== Source text ==

• • • • •

- Theatrical release poster
- Directed by: Carl Reiner
- Written by: Steve Martin Carl Reiner George Gipe
- Produced by: William E. McEuen David V. Picker
- Starring: Steve Martin; Kathleen Turner; David Warner;
- Cinematography: Michael Chapman
- Edited by: Bud Molin
- Music by: Joel Goldsmith
- Production company: Aspen Film Society
- Distributed by: Warner Bros. Pictures
- Release date: June 3, 1983;
- Running time: 90 minutes
- Country: United States
- Language: English
- Box office: $10 million

= The Man with Two Brains =

1983 film by Carl Reiner

The Man with Two Brains is a 1983 American science fiction black comedy film directed by Carl Reiner and starring Steve Martin and Kathleen Turner.

Written by Reiner, Martin, and George Gipe (who previously worked together on 1982's Dead Men Don't Wear Plaid) and shot in summer 1982 at Laird International Studios in Culver City, California, the film is a broad comedy, with Martin starring as Dr. Michael Hfuhruhurr, a pioneering neurosurgeon with a cruel and unfaithful new wife, Dolores Benedict (Turner).

== Plot ==
Dr. Michael Hfuhruhurr, a widowed brain surgeon, is renowned for inventing a method of "cranial screw-top" brain surgery. He saves the life of Dolores Benedict, a gold-digging femme fatale who is accidentally run over by Michael when fleeing the scene of her latest husband's fatal coronary, caused by her malicious mind-games and scheming. As she recovers, Michael falls in love and they marry. Dolores torments Michael by pretending to be too ill to consummate the marriage. On a honeymoon and business trip to a medical conference in Vienna, a city living in fear of the serial "Elevator Killer", Hfuhruhurr meets mad scientist Dr. Alfred Necessiter, who has created a technique enabling him to store living brains in liquid-filled jars using the Elevator Killer's victims.

Michael discovers he can communicate telepathically with one of Necessiter's brains, that of Anne Uumellmahaye, when they both sing Under the Bamboo Tree. Michael and Anne fall in love, with Michael taking her brain away to spend more time with her. Dolores—having learned that Michael has received a large inheritance—attempts to reignite their relationship, but catches on to his relationship with Anne when she spots him in a rowboat with the jar. She attempts to kill Anne first by leaving her out in the sun, then by putting her brain in an oven.

Michael consults with Necessiter, who informs him that brains in tanks do not survive long, with Anne being his longest-living one to date. Necessiter recommends transplanting Anne's brain into a body of a recently deceased woman. Filling a syringe with window cleaner, the substance used by the Elevator Killer, Michael sees a crowd gathering around an attractive woman hit by a car. Michael is hoping she will expire, only to see her regain consciousness. He then targets Fran, a prostitute, but his conscience stops him. Stepping into an elevator, he finds that Dolores has just been murdered by the Elevator Killer, who turns out to be Merv Griffin. Michael takes Dolores' corpse, and Griffin promises to turn himself in to the police.

• • • • •

== Entries supplied ==
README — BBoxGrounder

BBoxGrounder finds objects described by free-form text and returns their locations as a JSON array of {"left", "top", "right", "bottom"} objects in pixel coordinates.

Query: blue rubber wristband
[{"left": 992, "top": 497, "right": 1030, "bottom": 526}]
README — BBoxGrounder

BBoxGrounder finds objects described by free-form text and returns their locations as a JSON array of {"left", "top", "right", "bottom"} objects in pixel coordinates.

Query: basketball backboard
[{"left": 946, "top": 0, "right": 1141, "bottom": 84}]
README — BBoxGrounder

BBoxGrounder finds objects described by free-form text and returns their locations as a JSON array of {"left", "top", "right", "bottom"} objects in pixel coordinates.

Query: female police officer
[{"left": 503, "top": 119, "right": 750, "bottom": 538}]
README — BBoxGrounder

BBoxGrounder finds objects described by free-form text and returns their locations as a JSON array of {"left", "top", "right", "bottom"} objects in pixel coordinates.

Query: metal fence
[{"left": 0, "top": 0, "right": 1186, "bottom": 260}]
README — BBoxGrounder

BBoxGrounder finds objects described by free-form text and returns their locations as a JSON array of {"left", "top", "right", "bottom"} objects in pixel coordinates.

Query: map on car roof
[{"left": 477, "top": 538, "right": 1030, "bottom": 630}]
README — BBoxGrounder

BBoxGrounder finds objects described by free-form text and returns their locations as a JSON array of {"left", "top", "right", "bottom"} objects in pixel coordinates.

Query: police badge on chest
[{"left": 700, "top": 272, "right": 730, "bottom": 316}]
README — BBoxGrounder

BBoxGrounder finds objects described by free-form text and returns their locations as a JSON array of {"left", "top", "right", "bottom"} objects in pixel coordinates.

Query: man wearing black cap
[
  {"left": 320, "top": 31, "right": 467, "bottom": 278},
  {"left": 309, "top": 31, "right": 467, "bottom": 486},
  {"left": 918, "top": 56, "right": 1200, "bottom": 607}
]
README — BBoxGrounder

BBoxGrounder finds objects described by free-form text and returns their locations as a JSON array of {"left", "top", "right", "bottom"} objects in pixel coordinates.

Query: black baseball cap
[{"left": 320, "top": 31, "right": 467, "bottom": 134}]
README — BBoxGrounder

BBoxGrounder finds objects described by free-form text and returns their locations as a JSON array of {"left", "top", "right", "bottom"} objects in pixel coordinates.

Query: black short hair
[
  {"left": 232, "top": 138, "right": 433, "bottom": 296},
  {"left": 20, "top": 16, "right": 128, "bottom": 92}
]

• • • • •

== About this exercise ==
Answer these questions from the text on The Man with Two Brains.
(a) At which studio was the film shot?
(b) Which song do Michael and Anne both sing when they first communicate telepathically?
(c) What does Michael fill a syringe with?

== Result of this task ==
(a) Laird International Studios in Culver City, California
(b) Under the Bamboo Tree
(c) Window cleaner